Provided records:
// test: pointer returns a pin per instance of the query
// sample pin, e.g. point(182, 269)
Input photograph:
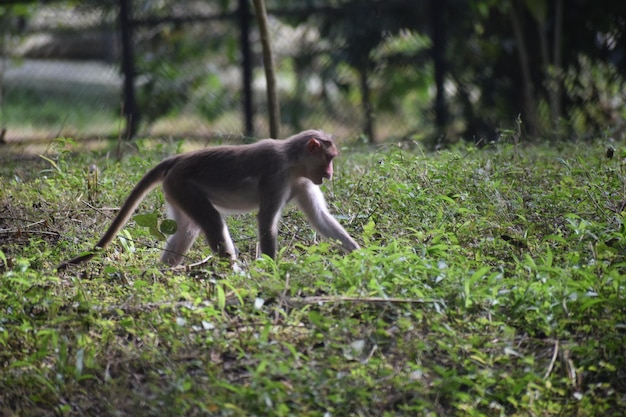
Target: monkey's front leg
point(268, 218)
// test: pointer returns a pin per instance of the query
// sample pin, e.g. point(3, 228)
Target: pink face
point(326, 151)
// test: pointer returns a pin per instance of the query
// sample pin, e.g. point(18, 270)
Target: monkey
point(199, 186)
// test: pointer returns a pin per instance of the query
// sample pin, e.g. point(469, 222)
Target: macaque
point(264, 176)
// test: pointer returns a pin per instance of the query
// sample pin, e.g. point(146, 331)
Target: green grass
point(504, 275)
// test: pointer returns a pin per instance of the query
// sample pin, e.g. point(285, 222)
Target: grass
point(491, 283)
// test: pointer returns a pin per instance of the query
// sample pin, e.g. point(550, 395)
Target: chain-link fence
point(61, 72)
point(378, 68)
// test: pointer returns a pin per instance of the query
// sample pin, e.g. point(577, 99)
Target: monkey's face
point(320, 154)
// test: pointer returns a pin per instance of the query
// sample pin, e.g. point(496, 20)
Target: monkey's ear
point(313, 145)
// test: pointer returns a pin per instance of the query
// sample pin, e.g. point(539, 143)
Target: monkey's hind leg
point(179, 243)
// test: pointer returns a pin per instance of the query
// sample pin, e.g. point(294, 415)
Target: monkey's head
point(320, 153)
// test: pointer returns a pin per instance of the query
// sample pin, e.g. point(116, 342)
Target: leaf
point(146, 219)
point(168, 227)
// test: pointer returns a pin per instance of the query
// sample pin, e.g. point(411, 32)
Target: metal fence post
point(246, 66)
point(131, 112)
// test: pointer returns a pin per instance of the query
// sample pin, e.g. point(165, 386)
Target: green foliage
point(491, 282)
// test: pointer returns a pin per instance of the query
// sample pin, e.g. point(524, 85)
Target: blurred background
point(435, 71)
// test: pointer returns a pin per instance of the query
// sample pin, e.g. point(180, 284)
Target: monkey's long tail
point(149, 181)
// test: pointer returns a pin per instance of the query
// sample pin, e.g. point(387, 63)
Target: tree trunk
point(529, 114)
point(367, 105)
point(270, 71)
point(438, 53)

Your goal:
Please retype every record shown above, exactly as written, but without pictures.

Exercise solution:
// test: pointer returns a pin per instance of the query
// sample pin, e.g. point(182, 269)
Input photograph:
Target: monkey's front leg
point(268, 218)
// test: pointer returns a pin per instance of the query
// sample pin, e.g. point(3, 228)
Target: pink face
point(326, 151)
// test: pointer returns a pin per instance of the query
// sample pin, e.g. point(18, 270)
Target: monkey
point(199, 186)
// test: pointer returns a pin per instance of the query
// sample pin, e.g. point(469, 222)
Target: macaque
point(264, 176)
// test: pointer returns a pin per instance of the query
// sample pin, e.g. point(146, 331)
Target: green grass
point(504, 275)
// test: pointer returns a pin per instance of the query
// sample pin, e.g. point(285, 222)
Target: grass
point(491, 283)
// test: pointer returns a pin per instance of the query
// sample pin, e.g. point(550, 395)
Target: chain-link fence
point(61, 72)
point(378, 68)
// test: pointer returns a pin per instance of the query
// sample pin, e.g. point(577, 99)
Target: monkey's face
point(320, 154)
// test: pointer returns a pin per instance of the query
// sample pin, e.g. point(496, 20)
Target: monkey's ear
point(313, 145)
// test: pointer returns a pin per instance of the query
// sample pin, e.g. point(539, 143)
Target: monkey's hind leg
point(179, 243)
// test: pointer returns a pin per instance of the query
// sample pin, e.g. point(294, 415)
Target: monkey's head
point(320, 153)
// test: pointer returns a pin per instance of the query
// sample pin, e.g. point(116, 342)
Target: leaf
point(146, 219)
point(168, 227)
// test: pointer returns a pin per instance of the query
// sample pin, e.g. point(411, 32)
Target: metal fence post
point(246, 66)
point(131, 112)
// test: pointer returns a pin per instance of the query
// sample pin, e.g. point(165, 386)
Target: green foliage
point(491, 282)
// test: pointer returns a pin per instance of the query
// sample pin, e.g. point(524, 85)
Target: blurred background
point(435, 71)
// test: pointer returns a pin per instance of the query
// sample pin, e.g. point(180, 284)
Target: monkey's long tail
point(149, 181)
// test: pointer returns a pin per instance of the query
// sample pin, e.g. point(387, 63)
Target: tree trunk
point(529, 114)
point(367, 105)
point(270, 71)
point(438, 53)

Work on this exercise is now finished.